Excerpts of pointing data
------------------------------------------------------------------------

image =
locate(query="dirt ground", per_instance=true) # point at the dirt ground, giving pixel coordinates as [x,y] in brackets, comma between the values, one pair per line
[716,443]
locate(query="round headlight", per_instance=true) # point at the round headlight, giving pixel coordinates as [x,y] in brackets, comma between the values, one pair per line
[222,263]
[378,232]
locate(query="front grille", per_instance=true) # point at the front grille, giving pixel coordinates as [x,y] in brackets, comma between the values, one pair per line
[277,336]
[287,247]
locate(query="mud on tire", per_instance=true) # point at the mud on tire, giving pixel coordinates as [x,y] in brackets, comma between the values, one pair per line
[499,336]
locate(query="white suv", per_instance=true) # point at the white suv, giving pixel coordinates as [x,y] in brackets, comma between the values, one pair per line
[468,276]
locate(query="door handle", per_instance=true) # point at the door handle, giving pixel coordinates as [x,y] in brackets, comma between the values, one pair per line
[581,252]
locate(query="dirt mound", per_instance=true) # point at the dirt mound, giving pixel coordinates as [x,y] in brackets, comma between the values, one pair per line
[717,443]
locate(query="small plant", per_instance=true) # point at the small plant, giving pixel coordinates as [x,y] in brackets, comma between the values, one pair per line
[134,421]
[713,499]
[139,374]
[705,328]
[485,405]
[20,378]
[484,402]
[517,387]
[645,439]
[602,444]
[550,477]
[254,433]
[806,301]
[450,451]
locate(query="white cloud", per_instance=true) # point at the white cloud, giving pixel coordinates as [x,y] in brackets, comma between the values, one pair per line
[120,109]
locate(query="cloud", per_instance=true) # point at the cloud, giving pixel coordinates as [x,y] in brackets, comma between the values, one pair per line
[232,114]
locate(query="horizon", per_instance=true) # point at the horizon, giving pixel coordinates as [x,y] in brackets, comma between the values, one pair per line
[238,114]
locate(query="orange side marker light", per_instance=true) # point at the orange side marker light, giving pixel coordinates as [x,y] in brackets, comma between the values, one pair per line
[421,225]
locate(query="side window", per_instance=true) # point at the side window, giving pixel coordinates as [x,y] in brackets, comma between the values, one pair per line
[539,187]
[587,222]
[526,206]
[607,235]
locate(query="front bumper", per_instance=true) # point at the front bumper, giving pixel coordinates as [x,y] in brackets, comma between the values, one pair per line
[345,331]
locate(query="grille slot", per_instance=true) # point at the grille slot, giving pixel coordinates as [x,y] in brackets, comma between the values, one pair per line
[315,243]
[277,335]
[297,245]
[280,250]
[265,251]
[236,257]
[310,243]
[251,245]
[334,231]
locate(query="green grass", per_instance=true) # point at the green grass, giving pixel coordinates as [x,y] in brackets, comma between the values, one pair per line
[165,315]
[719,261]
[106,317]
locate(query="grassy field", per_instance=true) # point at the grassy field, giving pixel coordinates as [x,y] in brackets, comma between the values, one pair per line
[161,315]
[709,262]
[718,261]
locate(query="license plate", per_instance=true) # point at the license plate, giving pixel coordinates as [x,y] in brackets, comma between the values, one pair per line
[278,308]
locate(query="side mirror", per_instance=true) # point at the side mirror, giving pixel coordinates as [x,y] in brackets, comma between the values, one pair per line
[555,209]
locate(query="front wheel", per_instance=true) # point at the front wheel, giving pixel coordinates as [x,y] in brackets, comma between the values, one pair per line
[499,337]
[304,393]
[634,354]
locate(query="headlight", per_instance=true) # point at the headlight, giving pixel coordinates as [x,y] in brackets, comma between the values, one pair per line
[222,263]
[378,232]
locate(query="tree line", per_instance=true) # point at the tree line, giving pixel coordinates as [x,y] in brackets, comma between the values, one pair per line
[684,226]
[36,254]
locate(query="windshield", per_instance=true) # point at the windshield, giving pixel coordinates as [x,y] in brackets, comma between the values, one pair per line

------------------------------------------------------------------------

▸ **Work instructions**:
Each line in the material above must be retyped without alteration.

▸ **Task answer**:
image =
locate(query="dirt ground", per_instance=true) # point at the dirt ground, giving pixel coordinates as [x,y] in brackets, comma between the values, one pair per line
[716,443]
locate(query="round headlight", per_instance=true) # point at the round headlight, giving pixel coordinates as [x,y] in brackets, comma between the values, one pair per line
[222,263]
[378,232]
locate(query="front grille", per_instance=true) # point at the front grille, giving pixel coordinates as [x,y] in brackets, comma between the values, one pair per line
[277,336]
[287,247]
locate(query="mud on tire", per_instance=true) # point at the mud on tire, giving pixel coordinates as [x,y] in brackets, comma between the values, one pair per line
[499,336]
locate(query="white suv", per_instance=true) # point at the white suv, giving pixel coordinates as [x,y] in brackets, comma between the values, one pair per line
[468,276]
locate(query="door handle", per_instance=true) # point at the door handle, giving pixel coordinates as [x,y] in brackets, comma between the values, one pair per line
[581,252]
locate(query="dirt mound", per_instance=true) # point at the dirt mound, giving pixel coordinates as [x,y] in brackets, comma between the values, one pair per line
[717,443]
locate(query="small plant", per_instance=true) # point at the small plant, giving pixel coordinates as [x,y] in brackets, comma between the values, one pair per line
[134,421]
[713,499]
[139,374]
[705,328]
[485,405]
[20,378]
[484,402]
[517,387]
[645,439]
[602,444]
[550,477]
[254,433]
[806,301]
[450,451]
locate(query="white cloud", per_instance=true) # point at the white cloud, giving pixel coordinates as [x,y] in brackets, comma between the values, one pair per line
[120,109]
locate(query="cloud", per_instance=true) # point at the cloud, giving pixel coordinates as [x,y] in brackets, comma between the values, one pair per line
[232,114]
locate(query="horizon", per_instance=true) # point at the horizon, giving pixel coordinates as [x,y] in brackets, comma between the values, one pair per line
[238,114]
locate(query="orange side marker light", per_instance=true) # point at the orange side marker light, giving pixel coordinates as [x,y] in brackets, comma between the values, one pair per line
[421,225]
locate(query="side window", per_instance=true) # point at the side window, giving pixel coordinates as [x,y] in brackets, comma between the values, one pair per line
[539,187]
[587,222]
[526,206]
[607,235]
locate(query="front bumper", per_instance=true) # point at the front bumper, giving pixel coordinates as [x,y] in brackets, comma between the values, one pair per line
[345,331]
locate(query="grille slot", per_instance=true) # point at the grille slot, giving pixel coordinates as [x,y] in brackets, comma between the values, one pair per line
[315,243]
[277,335]
[297,245]
[280,250]
[265,251]
[236,257]
[310,243]
[251,245]
[334,231]
locate(query="green grass", per_instance=true) # point at the green grass, giving pixel coordinates as [x,y] in brackets, comma between the values, one pair per line
[165,315]
[719,261]
[106,317]
locate(query="grassy field", per_instance=true) # point at the grassy field, giving pixel coordinates as [x,y] in brackets, comma between the values, one pair per line
[161,315]
[709,262]
[718,261]
locate(query="license plate", per_instance=true) # point at the license plate, giving pixel coordinates as [x,y] in brackets, comma between the values, one pair per line
[278,308]
locate(query="side mirror", per_instance=true) # point at the side mirror, giving pixel coordinates as [x,y] in brackets, comma between the values, one pair per line
[555,209]
locate(query="front wheel", per_instance=true) # point at the front wheel, giving pixel coordinates as [x,y] in brackets, comma between the values, one pair per line
[499,337]
[304,393]
[634,354]
locate(query="headlight", per_instance=true) # point at the headlight, giving pixel coordinates as [x,y] in brackets, comma between the values, one pair per line
[222,263]
[378,232]
locate(query="tree line", per_instance=true) # point at the tree line, giving pixel coordinates as [x,y] in brackets, comma between the values, one pair per line
[684,226]
[36,254]
locate(query="windshield", per_instance=true) # point at the windshield, giving pixel coordinates as [x,y] in brackets, comma between the values, one pair per line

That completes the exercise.